* [PROBLEM STATEMENT]: Set down exactly, and only, the lines from the one with "Traffic-operations request: mark the metal" to the final line of the entries, both included.

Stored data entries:
"""

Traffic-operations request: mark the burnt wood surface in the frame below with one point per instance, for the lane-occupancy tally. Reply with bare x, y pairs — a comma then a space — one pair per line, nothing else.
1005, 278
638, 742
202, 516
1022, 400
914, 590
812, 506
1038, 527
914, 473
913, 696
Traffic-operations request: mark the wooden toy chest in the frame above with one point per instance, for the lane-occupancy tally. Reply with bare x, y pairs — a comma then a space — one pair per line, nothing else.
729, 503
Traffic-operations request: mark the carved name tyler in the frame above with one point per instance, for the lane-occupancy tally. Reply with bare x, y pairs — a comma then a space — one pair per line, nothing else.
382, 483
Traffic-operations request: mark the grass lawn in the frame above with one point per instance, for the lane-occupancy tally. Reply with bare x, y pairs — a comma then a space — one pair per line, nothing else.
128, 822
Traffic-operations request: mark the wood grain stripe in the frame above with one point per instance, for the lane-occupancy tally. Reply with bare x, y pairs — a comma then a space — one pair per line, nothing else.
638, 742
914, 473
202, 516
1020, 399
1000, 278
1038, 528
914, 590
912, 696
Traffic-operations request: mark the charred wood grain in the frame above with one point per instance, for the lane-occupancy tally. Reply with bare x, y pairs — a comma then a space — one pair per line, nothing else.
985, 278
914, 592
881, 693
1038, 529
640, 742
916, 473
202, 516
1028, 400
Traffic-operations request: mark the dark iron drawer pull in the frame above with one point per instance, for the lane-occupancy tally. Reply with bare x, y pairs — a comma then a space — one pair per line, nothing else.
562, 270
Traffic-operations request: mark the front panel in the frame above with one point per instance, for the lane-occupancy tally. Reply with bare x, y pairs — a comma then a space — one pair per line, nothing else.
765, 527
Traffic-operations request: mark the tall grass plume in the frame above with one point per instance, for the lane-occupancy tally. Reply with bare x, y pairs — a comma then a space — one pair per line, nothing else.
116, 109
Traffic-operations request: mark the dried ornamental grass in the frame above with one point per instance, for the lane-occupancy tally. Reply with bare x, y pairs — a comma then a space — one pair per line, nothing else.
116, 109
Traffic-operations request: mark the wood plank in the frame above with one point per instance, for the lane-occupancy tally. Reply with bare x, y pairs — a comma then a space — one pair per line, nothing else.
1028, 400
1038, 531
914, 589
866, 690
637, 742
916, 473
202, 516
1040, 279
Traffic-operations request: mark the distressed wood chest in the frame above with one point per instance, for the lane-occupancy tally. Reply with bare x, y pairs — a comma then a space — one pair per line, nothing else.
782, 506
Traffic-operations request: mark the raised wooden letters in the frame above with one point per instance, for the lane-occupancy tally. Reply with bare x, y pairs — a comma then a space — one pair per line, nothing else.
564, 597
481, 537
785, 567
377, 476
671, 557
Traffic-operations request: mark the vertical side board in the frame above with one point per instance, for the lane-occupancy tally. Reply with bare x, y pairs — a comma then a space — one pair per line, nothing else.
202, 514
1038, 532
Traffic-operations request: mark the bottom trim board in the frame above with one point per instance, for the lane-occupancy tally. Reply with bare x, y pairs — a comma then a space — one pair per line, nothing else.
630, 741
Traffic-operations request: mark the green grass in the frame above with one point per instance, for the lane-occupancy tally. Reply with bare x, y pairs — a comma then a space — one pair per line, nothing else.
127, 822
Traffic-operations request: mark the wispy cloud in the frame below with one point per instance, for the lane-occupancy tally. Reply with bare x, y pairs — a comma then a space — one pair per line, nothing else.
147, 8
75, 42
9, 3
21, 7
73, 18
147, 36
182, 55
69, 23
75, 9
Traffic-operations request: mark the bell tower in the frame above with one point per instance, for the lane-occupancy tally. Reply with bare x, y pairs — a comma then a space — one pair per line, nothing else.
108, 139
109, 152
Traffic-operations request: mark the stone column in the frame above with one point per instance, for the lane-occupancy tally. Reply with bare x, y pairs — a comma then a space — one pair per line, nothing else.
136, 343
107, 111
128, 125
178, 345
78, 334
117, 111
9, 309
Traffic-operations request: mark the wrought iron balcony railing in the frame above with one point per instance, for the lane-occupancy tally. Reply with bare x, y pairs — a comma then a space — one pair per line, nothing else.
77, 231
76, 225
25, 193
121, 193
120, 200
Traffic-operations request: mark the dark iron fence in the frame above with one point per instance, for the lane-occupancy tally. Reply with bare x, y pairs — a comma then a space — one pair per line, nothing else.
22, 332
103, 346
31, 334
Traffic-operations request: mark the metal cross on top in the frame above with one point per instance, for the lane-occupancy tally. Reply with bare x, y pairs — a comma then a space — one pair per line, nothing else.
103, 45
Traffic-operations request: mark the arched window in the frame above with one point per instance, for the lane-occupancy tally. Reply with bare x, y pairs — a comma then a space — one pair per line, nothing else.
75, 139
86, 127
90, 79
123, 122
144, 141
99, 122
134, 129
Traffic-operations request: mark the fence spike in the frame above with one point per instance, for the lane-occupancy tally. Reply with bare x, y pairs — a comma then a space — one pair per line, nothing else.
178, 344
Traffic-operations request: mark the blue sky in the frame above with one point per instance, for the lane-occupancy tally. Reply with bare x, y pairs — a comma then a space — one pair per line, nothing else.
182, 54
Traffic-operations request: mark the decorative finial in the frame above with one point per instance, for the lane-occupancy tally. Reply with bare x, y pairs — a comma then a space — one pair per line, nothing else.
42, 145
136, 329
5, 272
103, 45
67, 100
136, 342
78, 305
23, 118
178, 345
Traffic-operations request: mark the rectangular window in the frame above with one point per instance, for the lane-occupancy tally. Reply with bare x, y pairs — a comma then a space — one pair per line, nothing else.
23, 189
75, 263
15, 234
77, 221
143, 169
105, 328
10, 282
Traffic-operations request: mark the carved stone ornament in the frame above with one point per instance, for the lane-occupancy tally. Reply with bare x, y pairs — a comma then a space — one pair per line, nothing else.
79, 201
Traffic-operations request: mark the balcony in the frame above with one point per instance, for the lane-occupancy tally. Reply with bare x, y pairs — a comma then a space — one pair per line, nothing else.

"""

* [CORRECT RESPONSE]:
Traffic-operations request: mark the metal cross on top in the frame above with one point per instance, for the lane-occupancy tally. Reply with bare x, y pairs — a comma then a space — one pair per line, nothing else.
103, 45
Traffic-operations request: mark the arched window in the frame above with one point per instance, for the lane-occupancy tally. Reply with bare x, y pairs — a comma then a space — one pair per line, nothing else.
75, 139
86, 127
90, 79
123, 122
144, 141
99, 122
134, 129
Traffic-operations request: mark the fence spike in the frame above with one point per instance, for the lane-occupancy tally. Reply with bare x, y pairs — a comma then a space — one pair per line, nothing else.
178, 344
Traffic-operations request: mark the blue sky in the frame above with one point per instance, for the lane-occupancy tally. Reply with bare x, y pairs — a comma then a space — one pair per line, nothing else.
182, 54
Traffic-operations request: mark the decorative finial in the frame above with one point per instance, for the lane-occupancy tally. Reply with bare x, y pairs — a comma then a space — one pair per line, nothing else.
42, 145
136, 329
5, 272
103, 45
67, 100
136, 342
78, 305
23, 118
178, 345
Traffic-operations request: mark the rectangular window in the frame above with one point per instance, for the lane-occupancy tally. Reply with bare x, y pairs — a comma then a space — one pair per line, nothing else.
23, 189
75, 263
15, 234
77, 221
143, 169
105, 328
10, 282
Traffic-operations request: mark the carved stone ornament in the frame above with one point per instance, for the lane-occupancy tally. Reply with bare x, y pairs — a comma then a space — one pair per line, nothing else.
79, 201
Traffic-operations request: mark the balcony in the frame above with one point per instance, for the lane-occupancy tally. Reply with bare x, y pairs — a comma then a space — one pair per line, nothing else.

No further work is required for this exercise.